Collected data
........

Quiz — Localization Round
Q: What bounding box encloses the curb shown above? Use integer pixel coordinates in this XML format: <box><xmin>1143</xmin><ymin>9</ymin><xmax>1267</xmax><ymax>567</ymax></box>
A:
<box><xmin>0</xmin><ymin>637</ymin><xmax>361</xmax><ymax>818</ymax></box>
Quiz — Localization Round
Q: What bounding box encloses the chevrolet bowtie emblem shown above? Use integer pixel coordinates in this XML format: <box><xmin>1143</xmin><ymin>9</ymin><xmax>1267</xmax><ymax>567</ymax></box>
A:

........

How to complete this task: All of the data above needs to be retyped exactly, with each line as it stands.

Task result:
Quiz — Localization Round
Q: What bounding box encloses the curb shown above? Use integer pixel coordinates in this XML format: <box><xmin>1143</xmin><ymin>9</ymin><xmax>1267</xmax><ymax>567</ymax></box>
A:
<box><xmin>0</xmin><ymin>637</ymin><xmax>361</xmax><ymax>818</ymax></box>
Quiz — Localization Round
Q: What bounding box encloses the chevrolet bowtie emblem shown above? Use integer pixel coordinates in this XML format: <box><xmin>1143</xmin><ymin>9</ymin><xmax>1267</xmax><ymax>567</ymax></box>
A:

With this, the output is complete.